TASK DIRECTIONS » Please repeat nothing except the lines from the one containing "castle wall, which" through the end of the records, exactly and without pictures.

RECORDS FOR PROCESSING »
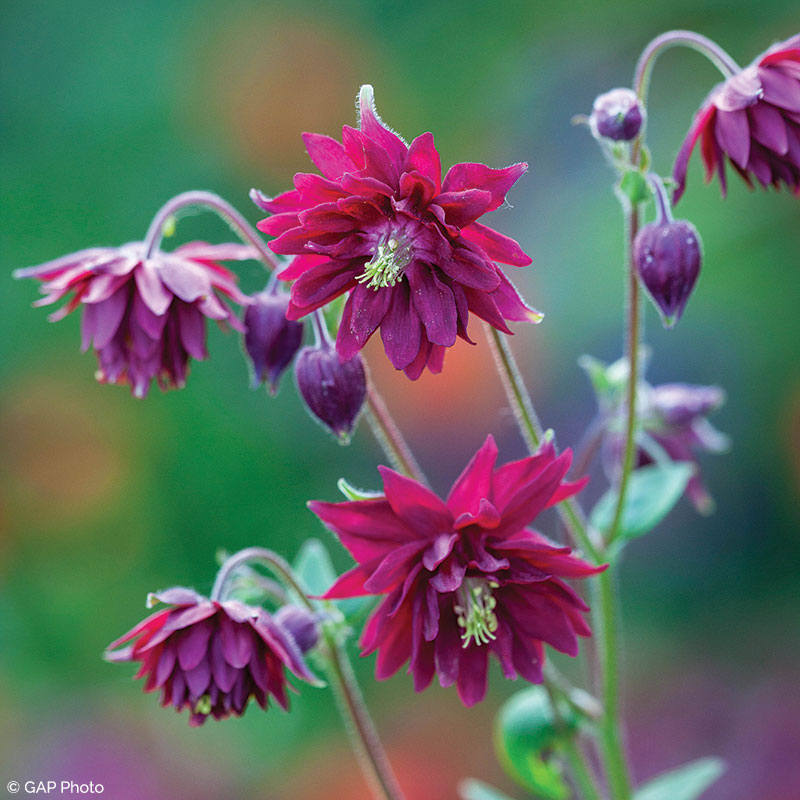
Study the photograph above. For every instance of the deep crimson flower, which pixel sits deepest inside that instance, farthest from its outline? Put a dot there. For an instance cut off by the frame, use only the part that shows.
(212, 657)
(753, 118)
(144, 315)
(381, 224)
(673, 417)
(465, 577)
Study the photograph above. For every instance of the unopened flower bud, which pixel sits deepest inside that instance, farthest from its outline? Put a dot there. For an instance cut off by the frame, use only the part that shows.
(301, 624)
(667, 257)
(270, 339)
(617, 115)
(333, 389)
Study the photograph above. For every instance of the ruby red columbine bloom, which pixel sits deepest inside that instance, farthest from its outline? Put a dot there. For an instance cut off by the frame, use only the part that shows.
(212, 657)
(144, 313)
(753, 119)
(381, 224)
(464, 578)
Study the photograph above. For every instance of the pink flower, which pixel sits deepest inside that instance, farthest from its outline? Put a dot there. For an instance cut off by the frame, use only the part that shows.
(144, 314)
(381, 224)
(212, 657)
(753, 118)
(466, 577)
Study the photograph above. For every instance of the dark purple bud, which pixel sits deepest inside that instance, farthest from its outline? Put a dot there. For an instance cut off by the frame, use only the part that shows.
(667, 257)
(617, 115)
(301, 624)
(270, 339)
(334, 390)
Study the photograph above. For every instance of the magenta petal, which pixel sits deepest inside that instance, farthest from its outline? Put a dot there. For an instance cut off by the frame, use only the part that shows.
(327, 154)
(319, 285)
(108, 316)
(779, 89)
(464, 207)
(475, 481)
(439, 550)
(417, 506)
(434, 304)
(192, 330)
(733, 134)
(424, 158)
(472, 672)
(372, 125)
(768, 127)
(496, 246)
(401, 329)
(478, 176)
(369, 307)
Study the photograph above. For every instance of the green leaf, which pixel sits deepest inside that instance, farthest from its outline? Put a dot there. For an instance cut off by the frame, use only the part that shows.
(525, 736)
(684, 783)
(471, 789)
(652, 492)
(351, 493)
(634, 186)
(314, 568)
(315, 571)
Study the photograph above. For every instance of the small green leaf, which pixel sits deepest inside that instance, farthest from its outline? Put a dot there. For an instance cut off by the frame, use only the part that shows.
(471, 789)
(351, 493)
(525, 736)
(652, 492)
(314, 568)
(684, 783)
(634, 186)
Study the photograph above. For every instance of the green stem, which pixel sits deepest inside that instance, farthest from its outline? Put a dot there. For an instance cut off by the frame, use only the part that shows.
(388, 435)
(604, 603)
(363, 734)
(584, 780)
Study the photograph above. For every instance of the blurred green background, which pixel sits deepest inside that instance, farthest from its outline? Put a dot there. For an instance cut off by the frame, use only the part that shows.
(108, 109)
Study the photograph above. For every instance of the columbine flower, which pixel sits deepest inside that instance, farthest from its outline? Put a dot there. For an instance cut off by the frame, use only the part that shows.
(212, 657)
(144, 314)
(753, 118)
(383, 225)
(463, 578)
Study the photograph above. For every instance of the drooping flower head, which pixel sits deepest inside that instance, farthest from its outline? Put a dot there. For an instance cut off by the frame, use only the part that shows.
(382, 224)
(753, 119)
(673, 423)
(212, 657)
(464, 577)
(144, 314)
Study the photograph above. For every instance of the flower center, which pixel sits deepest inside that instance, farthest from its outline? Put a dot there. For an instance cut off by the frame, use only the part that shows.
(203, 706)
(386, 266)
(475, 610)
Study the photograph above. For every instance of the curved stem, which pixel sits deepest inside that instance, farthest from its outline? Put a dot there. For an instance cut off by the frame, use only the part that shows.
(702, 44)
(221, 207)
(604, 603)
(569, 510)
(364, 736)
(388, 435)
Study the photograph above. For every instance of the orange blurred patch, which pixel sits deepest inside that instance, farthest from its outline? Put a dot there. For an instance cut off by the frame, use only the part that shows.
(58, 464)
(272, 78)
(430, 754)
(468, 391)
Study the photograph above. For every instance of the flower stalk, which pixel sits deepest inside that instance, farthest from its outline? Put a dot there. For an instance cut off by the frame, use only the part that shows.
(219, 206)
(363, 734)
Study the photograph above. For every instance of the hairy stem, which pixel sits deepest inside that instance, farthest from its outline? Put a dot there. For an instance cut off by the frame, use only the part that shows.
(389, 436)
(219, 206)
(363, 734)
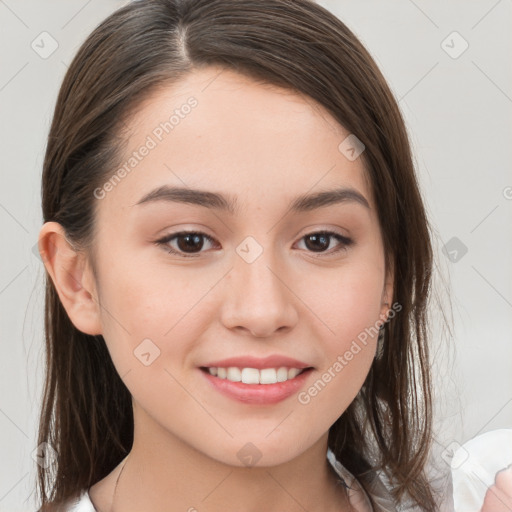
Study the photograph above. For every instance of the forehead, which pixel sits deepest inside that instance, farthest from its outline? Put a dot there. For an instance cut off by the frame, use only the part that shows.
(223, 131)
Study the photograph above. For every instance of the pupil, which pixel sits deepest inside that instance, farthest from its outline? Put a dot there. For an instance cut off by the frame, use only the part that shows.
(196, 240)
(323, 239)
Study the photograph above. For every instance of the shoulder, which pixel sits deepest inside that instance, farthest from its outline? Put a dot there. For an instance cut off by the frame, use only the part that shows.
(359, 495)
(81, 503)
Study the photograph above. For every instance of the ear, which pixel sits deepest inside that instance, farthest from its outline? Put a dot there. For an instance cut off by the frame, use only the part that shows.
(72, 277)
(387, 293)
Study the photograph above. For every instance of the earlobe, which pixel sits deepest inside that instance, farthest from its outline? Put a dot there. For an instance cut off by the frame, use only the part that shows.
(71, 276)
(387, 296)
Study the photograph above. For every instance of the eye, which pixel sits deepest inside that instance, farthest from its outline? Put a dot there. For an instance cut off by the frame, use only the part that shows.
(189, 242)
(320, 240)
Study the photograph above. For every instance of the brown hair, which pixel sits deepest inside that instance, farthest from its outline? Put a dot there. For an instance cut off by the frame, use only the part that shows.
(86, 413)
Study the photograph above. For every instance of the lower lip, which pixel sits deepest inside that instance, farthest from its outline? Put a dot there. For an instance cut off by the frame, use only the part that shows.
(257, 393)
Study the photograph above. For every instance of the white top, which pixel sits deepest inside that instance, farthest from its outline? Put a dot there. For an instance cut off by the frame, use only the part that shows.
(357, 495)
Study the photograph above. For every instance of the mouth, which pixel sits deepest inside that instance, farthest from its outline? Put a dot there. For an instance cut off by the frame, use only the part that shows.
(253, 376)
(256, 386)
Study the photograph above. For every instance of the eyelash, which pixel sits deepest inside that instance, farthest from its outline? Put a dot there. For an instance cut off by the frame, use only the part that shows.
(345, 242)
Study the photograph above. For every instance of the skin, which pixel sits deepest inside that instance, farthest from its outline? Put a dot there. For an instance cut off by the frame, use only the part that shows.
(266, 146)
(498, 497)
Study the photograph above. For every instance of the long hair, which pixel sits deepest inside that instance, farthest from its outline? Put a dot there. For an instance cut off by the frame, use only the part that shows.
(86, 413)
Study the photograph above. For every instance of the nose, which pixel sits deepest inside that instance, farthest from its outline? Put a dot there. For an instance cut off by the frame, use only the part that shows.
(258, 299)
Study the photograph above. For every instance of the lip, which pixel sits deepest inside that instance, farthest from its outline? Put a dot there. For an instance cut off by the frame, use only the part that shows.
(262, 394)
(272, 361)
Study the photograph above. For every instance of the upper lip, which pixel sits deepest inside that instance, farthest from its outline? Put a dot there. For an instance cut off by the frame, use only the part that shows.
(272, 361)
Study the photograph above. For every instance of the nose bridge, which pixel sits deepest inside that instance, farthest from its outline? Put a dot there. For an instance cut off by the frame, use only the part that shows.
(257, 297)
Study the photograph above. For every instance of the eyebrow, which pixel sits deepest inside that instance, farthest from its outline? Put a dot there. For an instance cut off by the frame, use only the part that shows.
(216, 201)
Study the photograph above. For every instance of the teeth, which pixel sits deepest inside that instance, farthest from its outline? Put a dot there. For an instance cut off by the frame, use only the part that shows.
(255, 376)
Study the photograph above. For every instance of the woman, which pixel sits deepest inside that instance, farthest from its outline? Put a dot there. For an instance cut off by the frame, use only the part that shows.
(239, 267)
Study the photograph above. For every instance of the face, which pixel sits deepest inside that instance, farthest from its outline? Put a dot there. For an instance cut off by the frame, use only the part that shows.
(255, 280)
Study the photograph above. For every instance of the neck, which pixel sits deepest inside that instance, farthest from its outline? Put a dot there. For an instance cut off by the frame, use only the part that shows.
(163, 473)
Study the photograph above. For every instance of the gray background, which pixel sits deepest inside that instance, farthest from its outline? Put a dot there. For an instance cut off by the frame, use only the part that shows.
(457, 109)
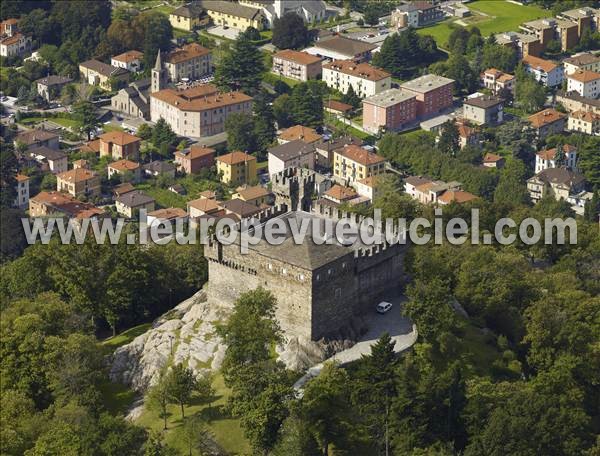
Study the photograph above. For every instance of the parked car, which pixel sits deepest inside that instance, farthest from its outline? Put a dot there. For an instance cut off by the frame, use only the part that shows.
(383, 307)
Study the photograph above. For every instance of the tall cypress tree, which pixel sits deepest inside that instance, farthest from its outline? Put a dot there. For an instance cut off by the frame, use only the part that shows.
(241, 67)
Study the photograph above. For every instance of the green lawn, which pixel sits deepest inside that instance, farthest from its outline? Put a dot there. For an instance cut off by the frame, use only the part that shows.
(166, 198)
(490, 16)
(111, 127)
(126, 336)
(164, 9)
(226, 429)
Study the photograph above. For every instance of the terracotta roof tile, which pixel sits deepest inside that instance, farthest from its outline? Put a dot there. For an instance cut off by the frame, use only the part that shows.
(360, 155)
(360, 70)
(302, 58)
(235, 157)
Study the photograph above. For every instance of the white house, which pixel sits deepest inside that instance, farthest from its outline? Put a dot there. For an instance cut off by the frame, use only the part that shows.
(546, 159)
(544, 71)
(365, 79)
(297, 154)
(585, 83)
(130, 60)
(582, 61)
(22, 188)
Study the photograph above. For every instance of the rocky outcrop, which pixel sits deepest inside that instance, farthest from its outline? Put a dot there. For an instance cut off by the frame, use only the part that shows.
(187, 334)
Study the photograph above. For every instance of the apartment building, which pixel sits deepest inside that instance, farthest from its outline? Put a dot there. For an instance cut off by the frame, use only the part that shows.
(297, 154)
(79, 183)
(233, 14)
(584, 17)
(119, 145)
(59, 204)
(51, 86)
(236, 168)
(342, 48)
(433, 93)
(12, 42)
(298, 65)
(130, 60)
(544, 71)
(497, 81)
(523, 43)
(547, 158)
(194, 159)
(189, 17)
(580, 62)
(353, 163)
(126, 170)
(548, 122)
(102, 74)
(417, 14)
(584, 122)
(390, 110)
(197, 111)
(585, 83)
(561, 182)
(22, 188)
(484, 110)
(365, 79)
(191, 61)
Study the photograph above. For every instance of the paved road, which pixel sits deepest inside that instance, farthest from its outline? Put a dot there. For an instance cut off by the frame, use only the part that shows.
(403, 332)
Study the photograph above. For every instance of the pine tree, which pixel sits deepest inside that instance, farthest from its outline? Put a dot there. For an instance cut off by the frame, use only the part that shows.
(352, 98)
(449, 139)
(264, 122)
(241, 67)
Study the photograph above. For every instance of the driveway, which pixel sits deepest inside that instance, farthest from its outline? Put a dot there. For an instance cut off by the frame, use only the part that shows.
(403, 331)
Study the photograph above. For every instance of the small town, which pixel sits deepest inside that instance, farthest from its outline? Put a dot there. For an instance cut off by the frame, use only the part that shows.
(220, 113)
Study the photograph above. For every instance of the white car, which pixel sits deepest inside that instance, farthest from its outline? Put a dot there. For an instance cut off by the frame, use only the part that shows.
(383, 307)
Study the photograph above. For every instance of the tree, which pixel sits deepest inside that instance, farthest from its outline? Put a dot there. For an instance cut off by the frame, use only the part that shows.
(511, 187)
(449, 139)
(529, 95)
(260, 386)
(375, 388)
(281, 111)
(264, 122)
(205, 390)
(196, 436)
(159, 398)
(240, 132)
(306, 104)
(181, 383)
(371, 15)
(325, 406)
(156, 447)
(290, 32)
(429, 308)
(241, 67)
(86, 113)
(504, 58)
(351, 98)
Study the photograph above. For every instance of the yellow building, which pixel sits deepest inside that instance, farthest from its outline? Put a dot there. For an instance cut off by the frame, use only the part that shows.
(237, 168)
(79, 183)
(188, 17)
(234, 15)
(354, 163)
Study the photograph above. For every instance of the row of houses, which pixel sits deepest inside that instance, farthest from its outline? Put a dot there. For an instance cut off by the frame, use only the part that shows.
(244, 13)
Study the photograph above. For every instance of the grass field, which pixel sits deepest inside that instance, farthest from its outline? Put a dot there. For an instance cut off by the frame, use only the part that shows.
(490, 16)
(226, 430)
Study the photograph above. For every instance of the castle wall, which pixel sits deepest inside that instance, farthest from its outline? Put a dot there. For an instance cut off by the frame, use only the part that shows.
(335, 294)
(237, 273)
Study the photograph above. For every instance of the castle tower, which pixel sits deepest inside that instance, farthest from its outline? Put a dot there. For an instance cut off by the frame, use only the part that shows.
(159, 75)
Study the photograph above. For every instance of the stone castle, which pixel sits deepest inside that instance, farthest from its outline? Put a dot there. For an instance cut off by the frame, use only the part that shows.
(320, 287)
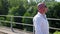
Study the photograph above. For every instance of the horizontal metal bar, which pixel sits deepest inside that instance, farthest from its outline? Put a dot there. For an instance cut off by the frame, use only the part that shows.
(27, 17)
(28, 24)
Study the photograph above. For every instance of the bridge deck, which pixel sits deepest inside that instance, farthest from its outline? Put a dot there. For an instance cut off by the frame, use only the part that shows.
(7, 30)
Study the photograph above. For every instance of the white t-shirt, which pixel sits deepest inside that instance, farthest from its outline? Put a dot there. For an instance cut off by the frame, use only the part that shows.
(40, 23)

RESULT OF THIS TASK »
Study the photograph above. For every instance of the castle wall, which pixel sits deepest inside that instance, farthest from its outline? Put a dot there. For an instance cut off by the frame, use only the part that shows.
(335, 294)
(237, 273)
Study the photograph above. For every instance of the castle tower, which pixel sits deepest inside that instance, farthest from its outline? Put a dot there. For an instance cut off by the frame, use only the part that shows.
(159, 75)
Study the photograph above. For every instance of the stone castle, which pixel sits deepest inside that instance, farthest from its outline? Put a dot there. For an instance cut off by the frame, use only the part that shows.
(320, 287)
Study the photograph above. For every instance of the horizontal metal bar, which pixel sits deepest inside that instance, farthest from its outline? Put a dot there. For an instance cut off by the frame, use only the part that shows.
(27, 17)
(28, 24)
Study the photograph above. For every instance of the bridge deck, which pixel sits deepest inside that instance, farthest from its outline? Put a dot there. For an instance cut off by the frame, use only the part that shows.
(7, 30)
Study the photograph above. For every instance of the white t-shirt, which pixel sits deepest inside that instance, farthest from its outline? Put a dot there. For an instance cut off by the frame, use only the part that shows.
(40, 23)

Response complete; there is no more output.